___ Materials provided

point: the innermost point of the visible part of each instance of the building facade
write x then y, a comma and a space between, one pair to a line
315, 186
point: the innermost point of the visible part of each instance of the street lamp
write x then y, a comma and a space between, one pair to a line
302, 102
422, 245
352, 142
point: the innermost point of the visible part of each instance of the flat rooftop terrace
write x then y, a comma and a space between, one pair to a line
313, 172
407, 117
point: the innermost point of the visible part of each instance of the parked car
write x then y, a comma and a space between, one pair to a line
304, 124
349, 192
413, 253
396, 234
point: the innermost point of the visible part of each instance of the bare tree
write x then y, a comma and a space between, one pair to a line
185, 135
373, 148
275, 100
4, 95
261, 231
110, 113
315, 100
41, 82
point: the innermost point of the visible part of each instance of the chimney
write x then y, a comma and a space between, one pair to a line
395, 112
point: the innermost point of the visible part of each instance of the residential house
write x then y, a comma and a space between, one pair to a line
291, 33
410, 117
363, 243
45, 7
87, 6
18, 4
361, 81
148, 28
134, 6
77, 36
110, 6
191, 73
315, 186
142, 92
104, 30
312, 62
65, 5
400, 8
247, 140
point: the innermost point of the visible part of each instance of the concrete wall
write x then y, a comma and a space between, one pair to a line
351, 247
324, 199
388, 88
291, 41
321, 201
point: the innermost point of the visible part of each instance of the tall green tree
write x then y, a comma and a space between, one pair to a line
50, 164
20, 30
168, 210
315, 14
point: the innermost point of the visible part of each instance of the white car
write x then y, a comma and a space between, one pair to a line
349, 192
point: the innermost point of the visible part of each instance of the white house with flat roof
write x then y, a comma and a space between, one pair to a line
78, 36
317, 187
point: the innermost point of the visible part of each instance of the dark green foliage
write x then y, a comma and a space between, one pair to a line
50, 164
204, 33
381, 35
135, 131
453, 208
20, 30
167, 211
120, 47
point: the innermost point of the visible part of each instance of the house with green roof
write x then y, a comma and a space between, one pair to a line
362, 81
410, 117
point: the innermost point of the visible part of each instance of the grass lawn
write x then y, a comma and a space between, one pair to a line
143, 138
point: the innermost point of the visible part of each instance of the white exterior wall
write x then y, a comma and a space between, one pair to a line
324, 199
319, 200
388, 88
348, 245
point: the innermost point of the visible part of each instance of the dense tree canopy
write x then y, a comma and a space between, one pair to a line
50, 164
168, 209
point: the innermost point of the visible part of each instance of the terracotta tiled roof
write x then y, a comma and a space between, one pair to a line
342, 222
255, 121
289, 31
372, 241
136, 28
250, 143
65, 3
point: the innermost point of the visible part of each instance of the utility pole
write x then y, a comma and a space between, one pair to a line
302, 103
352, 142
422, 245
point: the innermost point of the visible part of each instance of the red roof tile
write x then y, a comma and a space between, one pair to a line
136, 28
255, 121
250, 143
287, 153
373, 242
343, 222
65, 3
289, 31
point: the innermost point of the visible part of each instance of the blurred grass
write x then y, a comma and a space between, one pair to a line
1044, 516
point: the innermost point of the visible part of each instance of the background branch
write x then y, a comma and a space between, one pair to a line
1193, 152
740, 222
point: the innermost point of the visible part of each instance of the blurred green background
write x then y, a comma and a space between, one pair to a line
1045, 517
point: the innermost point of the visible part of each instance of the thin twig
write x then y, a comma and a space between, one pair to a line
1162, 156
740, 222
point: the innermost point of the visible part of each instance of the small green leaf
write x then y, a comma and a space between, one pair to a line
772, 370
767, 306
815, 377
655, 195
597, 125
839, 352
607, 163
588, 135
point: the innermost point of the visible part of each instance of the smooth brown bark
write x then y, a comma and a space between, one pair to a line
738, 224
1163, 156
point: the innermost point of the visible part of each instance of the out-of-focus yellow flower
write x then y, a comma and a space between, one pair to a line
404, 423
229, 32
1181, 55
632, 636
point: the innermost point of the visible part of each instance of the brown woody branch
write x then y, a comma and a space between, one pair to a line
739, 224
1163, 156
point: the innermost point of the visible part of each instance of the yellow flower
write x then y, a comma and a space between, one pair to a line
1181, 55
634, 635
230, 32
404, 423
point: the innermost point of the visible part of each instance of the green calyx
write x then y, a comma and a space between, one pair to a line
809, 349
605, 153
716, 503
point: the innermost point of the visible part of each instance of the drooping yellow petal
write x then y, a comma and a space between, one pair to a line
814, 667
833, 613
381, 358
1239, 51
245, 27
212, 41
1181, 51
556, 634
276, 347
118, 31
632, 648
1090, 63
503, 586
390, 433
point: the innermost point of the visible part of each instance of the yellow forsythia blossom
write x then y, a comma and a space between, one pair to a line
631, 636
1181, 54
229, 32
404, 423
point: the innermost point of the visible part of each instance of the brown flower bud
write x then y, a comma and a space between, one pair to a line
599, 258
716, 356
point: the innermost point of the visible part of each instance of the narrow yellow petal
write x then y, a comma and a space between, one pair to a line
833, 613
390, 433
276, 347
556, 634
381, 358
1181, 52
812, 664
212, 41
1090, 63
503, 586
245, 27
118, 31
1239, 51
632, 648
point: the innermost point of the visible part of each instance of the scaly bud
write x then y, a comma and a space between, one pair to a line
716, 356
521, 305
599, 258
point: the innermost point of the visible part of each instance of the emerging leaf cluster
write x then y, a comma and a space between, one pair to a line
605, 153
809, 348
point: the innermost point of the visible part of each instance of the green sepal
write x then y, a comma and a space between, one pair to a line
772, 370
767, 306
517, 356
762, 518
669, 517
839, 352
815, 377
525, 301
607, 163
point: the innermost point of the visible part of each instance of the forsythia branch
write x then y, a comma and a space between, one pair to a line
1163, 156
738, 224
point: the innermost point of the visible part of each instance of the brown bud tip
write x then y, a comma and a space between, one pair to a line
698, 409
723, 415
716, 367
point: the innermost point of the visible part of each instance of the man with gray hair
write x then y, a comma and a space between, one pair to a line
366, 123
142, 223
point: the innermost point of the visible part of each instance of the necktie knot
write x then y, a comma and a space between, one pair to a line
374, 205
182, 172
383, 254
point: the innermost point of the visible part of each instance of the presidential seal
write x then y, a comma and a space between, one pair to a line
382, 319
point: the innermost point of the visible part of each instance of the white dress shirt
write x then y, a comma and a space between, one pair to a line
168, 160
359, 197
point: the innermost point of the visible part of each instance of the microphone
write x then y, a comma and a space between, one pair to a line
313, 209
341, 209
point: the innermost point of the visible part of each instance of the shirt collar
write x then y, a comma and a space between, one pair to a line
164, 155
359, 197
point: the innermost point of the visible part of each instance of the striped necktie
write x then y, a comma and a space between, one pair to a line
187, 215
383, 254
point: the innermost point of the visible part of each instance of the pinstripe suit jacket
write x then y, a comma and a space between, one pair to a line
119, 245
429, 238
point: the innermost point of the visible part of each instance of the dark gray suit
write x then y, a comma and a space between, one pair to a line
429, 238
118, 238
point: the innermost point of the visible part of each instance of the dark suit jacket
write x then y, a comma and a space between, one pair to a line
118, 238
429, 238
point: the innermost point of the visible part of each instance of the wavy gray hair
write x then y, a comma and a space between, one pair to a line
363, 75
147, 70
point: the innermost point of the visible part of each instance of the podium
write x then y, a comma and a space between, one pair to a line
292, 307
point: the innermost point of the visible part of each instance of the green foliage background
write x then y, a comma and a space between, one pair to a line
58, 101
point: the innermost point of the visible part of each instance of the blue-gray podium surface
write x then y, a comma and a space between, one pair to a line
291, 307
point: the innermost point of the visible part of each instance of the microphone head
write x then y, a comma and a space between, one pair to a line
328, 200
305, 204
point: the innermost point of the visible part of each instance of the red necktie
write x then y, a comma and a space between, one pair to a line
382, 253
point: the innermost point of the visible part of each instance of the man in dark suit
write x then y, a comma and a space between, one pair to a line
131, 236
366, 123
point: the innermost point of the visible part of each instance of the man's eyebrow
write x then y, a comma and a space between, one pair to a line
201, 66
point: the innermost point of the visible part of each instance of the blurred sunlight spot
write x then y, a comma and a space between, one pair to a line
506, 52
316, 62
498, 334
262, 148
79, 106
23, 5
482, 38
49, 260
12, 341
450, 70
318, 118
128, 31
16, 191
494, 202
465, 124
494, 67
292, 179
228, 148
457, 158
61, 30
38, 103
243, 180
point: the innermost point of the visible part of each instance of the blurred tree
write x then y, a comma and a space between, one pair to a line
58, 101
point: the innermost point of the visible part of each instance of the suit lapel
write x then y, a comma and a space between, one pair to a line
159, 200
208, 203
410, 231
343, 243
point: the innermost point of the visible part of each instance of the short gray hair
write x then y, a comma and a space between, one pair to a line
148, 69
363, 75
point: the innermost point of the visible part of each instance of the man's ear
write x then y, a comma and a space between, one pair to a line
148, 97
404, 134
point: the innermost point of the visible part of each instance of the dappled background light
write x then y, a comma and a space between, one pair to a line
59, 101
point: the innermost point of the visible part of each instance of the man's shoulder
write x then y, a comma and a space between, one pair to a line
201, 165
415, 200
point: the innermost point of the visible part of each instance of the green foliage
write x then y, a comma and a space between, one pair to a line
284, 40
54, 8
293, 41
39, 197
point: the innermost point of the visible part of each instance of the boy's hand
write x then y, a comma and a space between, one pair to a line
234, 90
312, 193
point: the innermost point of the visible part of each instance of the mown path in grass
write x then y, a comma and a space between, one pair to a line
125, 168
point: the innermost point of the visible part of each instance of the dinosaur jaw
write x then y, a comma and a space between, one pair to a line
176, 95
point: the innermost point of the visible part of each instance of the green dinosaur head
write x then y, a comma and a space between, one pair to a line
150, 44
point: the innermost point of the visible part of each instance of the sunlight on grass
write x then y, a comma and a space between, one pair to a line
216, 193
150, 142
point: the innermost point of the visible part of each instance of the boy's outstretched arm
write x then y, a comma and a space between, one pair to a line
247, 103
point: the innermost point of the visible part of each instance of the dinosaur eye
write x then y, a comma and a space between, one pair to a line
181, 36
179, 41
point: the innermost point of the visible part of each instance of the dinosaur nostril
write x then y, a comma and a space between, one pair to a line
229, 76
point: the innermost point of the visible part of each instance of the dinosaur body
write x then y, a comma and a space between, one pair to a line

______

## Work required
Starting at the line that contains "the dinosaur body", write out every line to the end of the entries, exactly as given.

## Exercise output
point: the innermost point of the visible part of each instance of the dinosaur body
write x then y, a comma and a space between, one pair to a line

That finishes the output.